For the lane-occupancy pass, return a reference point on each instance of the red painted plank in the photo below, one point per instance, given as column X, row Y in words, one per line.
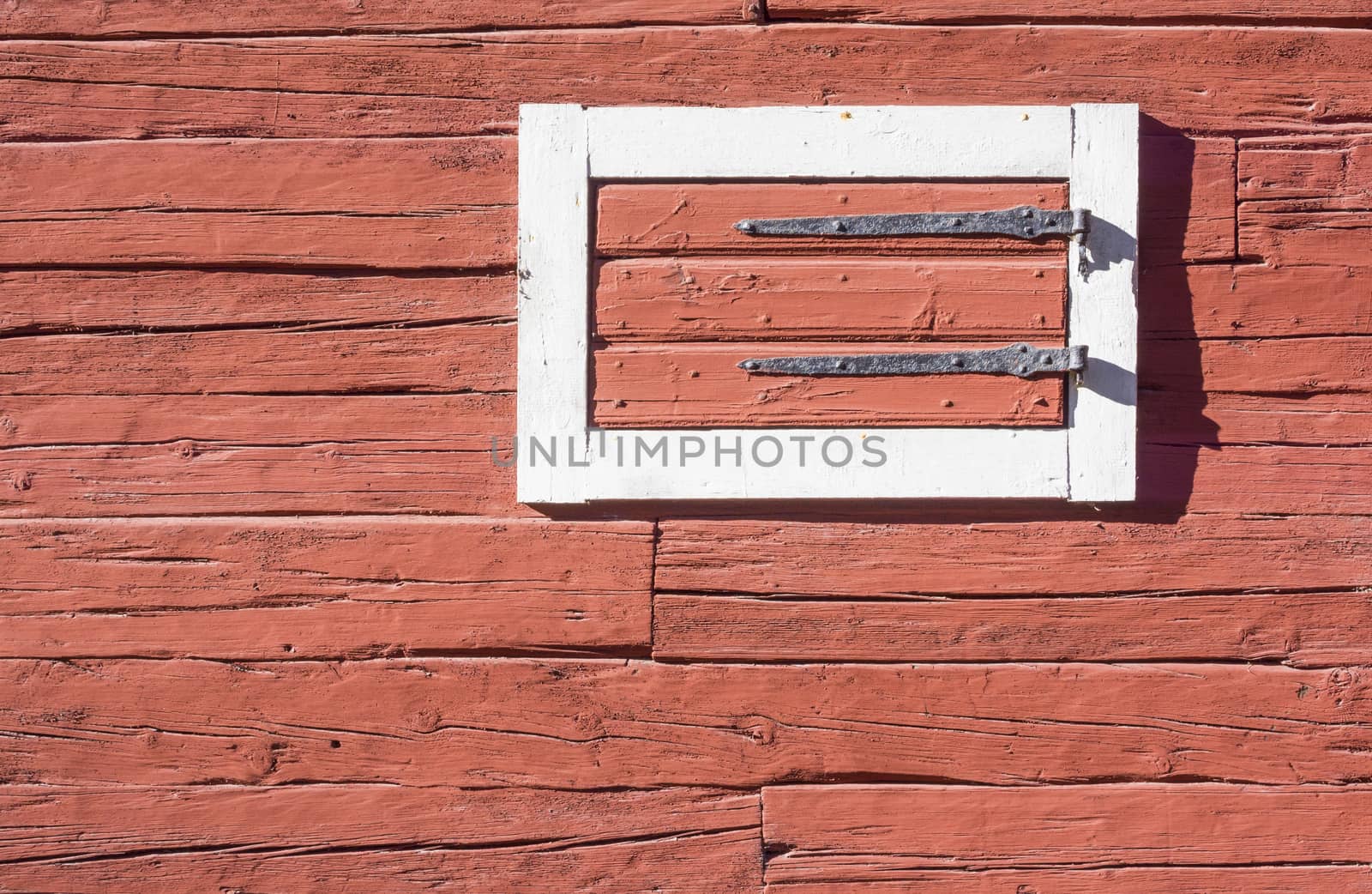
column 701, row 384
column 895, row 11
column 1213, row 80
column 1186, row 199
column 482, row 722
column 880, row 832
column 459, row 239
column 1307, row 203
column 172, row 299
column 1290, row 480
column 1307, row 629
column 391, row 203
column 699, row 217
column 463, row 420
column 1310, row 419
column 450, row 475
column 123, row 18
column 1328, row 169
column 1255, row 299
column 322, row 588
column 367, row 838
column 264, row 361
column 718, row 299
column 1297, row 365
column 1194, row 553
column 1268, row 879
column 376, row 178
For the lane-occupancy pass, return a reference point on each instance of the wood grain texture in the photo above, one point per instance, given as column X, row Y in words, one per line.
column 489, row 722
column 1212, row 419
column 1255, row 301
column 1351, row 879
column 84, row 299
column 1307, row 203
column 390, row 203
column 123, row 18
column 827, row 834
column 1187, row 202
column 699, row 217
column 700, row 384
column 232, row 454
column 1294, row 365
column 360, row 838
column 324, row 588
column 719, row 299
column 1191, row 555
column 1303, row 629
column 441, row 359
column 1204, row 80
column 900, row 11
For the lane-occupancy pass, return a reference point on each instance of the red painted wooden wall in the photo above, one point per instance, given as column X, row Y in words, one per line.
column 272, row 621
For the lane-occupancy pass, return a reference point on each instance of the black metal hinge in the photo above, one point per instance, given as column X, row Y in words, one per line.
column 1026, row 221
column 1020, row 360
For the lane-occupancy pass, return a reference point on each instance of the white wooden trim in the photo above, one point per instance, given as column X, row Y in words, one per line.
column 553, row 285
column 1102, row 305
column 1026, row 143
column 921, row 463
column 563, row 148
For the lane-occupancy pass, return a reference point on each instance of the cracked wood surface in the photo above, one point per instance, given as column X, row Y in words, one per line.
column 599, row 724
column 363, row 838
column 335, row 588
column 265, row 361
column 1300, row 629
column 1204, row 80
column 834, row 834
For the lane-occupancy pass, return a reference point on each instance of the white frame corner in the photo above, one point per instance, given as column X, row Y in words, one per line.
column 566, row 148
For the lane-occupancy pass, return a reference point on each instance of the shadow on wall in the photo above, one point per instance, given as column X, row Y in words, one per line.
column 1166, row 463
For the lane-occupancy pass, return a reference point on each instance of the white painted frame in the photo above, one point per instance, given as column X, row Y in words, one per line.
column 564, row 150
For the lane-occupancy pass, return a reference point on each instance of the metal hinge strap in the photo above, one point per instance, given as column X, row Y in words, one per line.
column 1026, row 221
column 1020, row 360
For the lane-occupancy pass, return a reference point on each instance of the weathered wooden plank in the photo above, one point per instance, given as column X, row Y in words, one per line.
column 375, row 178
column 695, row 384
column 1268, row 879
column 1197, row 79
column 1305, row 629
column 699, row 217
column 1290, row 480
column 1187, row 201
column 466, row 420
column 480, row 238
column 1193, row 553
column 448, row 359
column 1255, row 301
column 180, row 299
column 829, row 834
column 391, row 203
column 947, row 11
column 1296, row 365
column 1282, row 233
column 279, row 588
column 717, row 299
column 642, row 724
column 125, row 18
column 450, row 475
column 1331, row 171
column 364, row 838
column 1307, row 203
column 1309, row 419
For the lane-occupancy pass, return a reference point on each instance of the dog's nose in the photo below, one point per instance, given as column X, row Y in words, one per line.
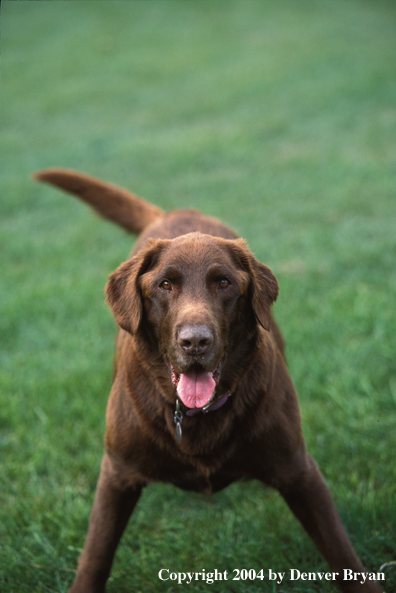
column 195, row 339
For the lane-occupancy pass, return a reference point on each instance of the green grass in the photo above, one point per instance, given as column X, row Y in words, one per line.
column 278, row 117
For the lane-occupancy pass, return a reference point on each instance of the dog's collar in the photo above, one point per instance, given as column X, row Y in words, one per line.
column 210, row 407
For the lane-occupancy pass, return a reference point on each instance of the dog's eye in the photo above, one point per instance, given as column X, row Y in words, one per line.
column 166, row 285
column 224, row 283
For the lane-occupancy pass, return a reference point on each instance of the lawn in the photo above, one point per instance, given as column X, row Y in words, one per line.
column 279, row 118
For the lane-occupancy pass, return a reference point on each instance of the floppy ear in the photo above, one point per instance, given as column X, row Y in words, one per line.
column 123, row 291
column 263, row 284
column 265, row 292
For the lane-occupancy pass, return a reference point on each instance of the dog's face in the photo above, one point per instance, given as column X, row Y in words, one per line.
column 194, row 296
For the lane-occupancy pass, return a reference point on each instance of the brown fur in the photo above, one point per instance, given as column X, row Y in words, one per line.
column 256, row 434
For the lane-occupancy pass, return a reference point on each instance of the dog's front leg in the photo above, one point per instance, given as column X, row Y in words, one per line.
column 114, row 503
column 310, row 500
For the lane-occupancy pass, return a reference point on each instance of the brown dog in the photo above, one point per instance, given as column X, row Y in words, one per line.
column 194, row 307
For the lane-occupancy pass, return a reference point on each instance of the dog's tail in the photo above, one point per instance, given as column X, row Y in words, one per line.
column 114, row 203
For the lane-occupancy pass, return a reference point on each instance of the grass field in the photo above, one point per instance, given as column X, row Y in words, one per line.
column 278, row 117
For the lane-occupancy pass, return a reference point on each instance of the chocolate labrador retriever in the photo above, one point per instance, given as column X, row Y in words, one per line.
column 201, row 394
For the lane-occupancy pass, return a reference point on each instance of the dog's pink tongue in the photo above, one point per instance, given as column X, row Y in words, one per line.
column 195, row 388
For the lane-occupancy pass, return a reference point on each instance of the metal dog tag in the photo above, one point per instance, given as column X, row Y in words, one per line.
column 178, row 417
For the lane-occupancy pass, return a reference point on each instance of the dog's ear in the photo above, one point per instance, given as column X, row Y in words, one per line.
column 265, row 291
column 123, row 290
column 263, row 286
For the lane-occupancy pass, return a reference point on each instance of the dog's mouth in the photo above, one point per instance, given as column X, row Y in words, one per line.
column 196, row 387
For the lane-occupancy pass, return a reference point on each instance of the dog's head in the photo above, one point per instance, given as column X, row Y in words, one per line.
column 195, row 296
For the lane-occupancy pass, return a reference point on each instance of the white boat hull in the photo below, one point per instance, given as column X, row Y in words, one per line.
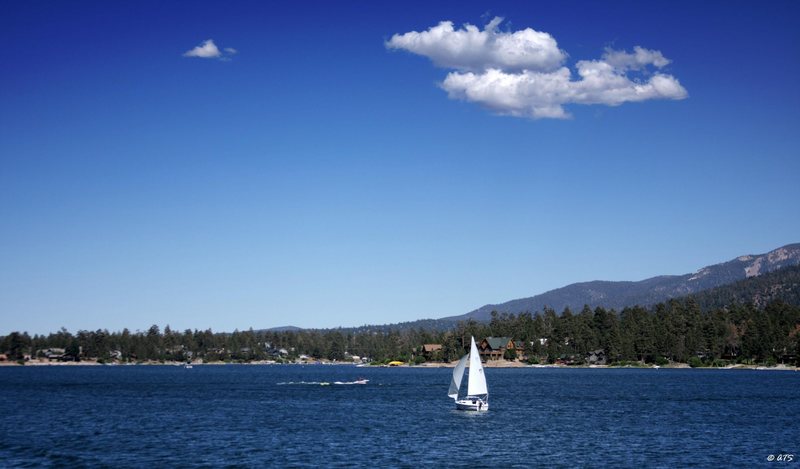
column 473, row 404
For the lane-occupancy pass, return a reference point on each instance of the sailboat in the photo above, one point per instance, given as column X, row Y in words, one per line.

Task objective:
From the line containing "the dog's head" down to the final line of the records above, restate every line word for word, add nothing, and skip the pictures.

Solution:
For the lane-occupancy pass, return a reference point on each instance of the dog's head in the photo above, one point per instance, given as column X, row Y in words, one per line.
column 195, row 296
For the lane-occupancy pass, return a reference point on each instance of the white boat hull in the photo below, one point per instance, given as column X, row Y in words, one per line.
column 473, row 404
For the lane-occupancy pass, return a reference point on each instance of the sailboat in the photo above, one point per instance, given as column X, row Y in words, one per line.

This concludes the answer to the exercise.